- SET PROBLEM A -
According to the forum post, how long has the poster been driving for Uber?
- SET PROBLEM B -
Return the stretch of the forum post from "Hey guys! I'm" through "my particular situation.", copied word for word.

- DOCUMENT PASSAGE -
::::
# No bank financing for Uber drivers?



## Med_driver88

Hey guys! I'm new here, but I've been driving for uber for about a year. Sorry if this has been discussed in the past I couldn't find anything that fit my particular situation.

Uber is part time for me but I've finally gotten to a point where I make enough money between both of my jobs to have a pretty nice car payment. I went and found the car that worked best for my, my family, and uber. Test drove it, love it, decided on it. 

I made sure to ask the salesman if they have dealt with uber drivers and he said yes. Went through the hole process of buying my first car (on my own) and knew if I didn't get it it would be due to low credit history/score. 

No. I did not get financing because I drive uber and it's not a risk the bank is willing to take. Has anyone come across this? Without uber income I look like I cannot afford a car payment but with it I become a liability?
::::
- GIVEN RECORDS -
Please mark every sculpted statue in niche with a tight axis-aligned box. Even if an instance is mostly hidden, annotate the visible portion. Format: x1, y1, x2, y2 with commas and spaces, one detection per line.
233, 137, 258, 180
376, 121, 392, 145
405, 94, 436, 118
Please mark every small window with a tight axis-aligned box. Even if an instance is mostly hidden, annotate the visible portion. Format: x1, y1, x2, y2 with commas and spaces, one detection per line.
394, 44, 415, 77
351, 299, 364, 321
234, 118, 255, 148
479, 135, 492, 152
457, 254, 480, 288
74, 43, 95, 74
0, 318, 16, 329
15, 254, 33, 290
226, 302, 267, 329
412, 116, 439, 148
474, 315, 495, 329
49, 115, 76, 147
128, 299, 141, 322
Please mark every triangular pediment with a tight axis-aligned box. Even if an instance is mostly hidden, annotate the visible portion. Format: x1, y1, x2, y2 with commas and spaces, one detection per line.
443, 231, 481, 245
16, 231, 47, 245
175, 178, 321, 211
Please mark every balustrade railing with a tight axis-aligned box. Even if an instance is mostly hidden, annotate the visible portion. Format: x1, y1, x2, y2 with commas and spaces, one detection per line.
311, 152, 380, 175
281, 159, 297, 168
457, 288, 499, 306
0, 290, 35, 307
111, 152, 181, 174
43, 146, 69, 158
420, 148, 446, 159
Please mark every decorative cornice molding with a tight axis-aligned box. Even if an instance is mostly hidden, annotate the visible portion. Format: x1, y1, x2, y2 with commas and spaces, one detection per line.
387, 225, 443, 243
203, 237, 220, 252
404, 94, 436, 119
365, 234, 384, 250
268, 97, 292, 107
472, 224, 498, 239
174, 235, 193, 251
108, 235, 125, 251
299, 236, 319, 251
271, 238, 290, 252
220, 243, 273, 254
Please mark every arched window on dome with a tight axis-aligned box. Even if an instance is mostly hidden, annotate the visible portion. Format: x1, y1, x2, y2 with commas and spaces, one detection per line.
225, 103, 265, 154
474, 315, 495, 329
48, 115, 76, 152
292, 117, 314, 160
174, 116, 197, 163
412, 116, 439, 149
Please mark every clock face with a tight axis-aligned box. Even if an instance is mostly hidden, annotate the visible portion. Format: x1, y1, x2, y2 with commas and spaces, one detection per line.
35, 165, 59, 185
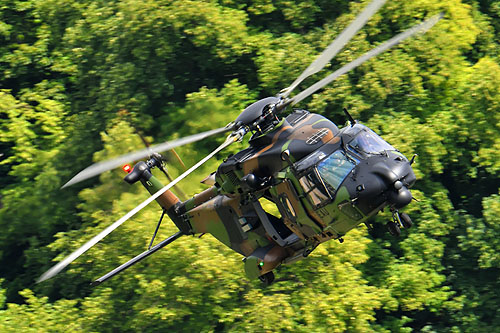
::::
- EXERCISE SOLUTION A -
About a year.

- EXERCISE SOLUTION B -
Hey guys! I'm new here, but I've been driving for uber for about a year. Sorry if this has been discussed in the past I couldn't find anything that fit my particular situation.